◆ **Tasks to carry out**
(1) Rewrite the passage of the Albemarle battery center article starting at "Albemarle certainly isn't" and ending at "for performance testing.", putting "center" wherever "facility" appears.
(2) According to the Albemarle battery center article, when will the BMIC be fully operational?

◆ **Quoted passage**
=====

Albemarle opens a Battery Materials Innovation Center in North Carolina

Albemarle certainly isn't a household name, but it's a major US-based producer of chemicals, particularly those used in the production of lithium batteries. Lithium batteries are key to all manner of electronic devices and are particularly critical for electric vehicles. The company has announced that it opened a Battery Materials Innovation Center (BMIC) and its Kings Mountain, North Carolina site.The BMIC will be fully operational in July 2021 and will support the company's lithium hydroxide, lithium carbonate, and advanced energy storage materials platforms. The facility is designed to enable the synthesis of new materials, material property characterization, and analysis. It also supports material scale-up capabilities and material integration into battery cells for performance testing.

The facility has a dry room with a multi-layer pouch cell line that can create cell phone-sized batteries to demonstrate critical aspects of performance and accelerate the transition of new products to customers. BMIC will also develop lithium metal anode technology to increase battery energy density using advanced lithium metal ruling to achieve lithium foils 20 microns thick. Twenty microns is about one-fifth the average thickness of a human hair.

=====

◆ **Record excerpts**

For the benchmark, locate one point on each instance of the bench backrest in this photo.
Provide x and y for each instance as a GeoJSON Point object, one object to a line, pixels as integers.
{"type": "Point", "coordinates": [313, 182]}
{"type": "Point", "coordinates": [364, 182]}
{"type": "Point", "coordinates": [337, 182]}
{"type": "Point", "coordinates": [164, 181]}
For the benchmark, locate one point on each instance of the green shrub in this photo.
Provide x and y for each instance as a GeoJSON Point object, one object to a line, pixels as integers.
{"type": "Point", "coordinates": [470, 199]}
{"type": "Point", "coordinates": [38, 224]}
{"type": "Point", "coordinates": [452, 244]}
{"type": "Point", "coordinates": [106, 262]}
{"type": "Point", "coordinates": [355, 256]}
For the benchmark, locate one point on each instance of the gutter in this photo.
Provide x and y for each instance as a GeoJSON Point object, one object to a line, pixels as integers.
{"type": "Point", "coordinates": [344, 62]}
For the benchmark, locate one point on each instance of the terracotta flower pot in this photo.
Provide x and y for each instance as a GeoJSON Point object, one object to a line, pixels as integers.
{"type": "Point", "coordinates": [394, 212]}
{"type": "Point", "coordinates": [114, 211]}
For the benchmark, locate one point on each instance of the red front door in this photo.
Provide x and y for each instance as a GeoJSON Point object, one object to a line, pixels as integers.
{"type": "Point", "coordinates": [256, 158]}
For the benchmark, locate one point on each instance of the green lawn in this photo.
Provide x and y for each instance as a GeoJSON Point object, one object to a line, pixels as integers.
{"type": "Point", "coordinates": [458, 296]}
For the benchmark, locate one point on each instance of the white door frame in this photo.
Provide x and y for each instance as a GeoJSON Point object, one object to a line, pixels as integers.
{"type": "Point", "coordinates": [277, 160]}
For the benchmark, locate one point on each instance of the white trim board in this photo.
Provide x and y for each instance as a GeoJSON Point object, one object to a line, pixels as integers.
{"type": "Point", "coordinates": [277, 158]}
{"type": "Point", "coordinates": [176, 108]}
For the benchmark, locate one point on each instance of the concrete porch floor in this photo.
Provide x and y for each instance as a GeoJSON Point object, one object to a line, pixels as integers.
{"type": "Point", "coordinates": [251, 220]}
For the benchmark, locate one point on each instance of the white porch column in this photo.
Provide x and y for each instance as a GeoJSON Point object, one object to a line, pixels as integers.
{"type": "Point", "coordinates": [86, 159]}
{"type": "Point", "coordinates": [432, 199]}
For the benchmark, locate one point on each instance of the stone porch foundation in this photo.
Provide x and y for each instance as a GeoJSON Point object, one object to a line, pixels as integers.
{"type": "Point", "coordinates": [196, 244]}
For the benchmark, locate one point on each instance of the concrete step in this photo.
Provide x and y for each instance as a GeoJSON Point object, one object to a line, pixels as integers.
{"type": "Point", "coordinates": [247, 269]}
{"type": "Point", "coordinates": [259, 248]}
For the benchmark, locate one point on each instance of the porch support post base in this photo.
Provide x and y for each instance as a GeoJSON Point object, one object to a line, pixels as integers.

=====

◆ **Results**
(1)
Albemarle certainly isn't a household name, but it's a major US-based producer of chemicals, particularly those used in the production of lithium batteries. Lithium batteries are key to all manner of electronic devices and are particularly critical for electric vehicles. The company has announced that it opened a Battery Materials Innovation Center (BMIC) and its Kings Mountain, North Carolina site.The BMIC will be fully operational in July 2021 and will support the company's lithium hydroxide, lithium carbonate, and advanced energy storage materials platforms. The center is designed to enable the synthesis of new materials, material property characterization, and analysis. It also supports material scale-up capabilities and material integration into battery cells for performance testing.

(2) In July 2021.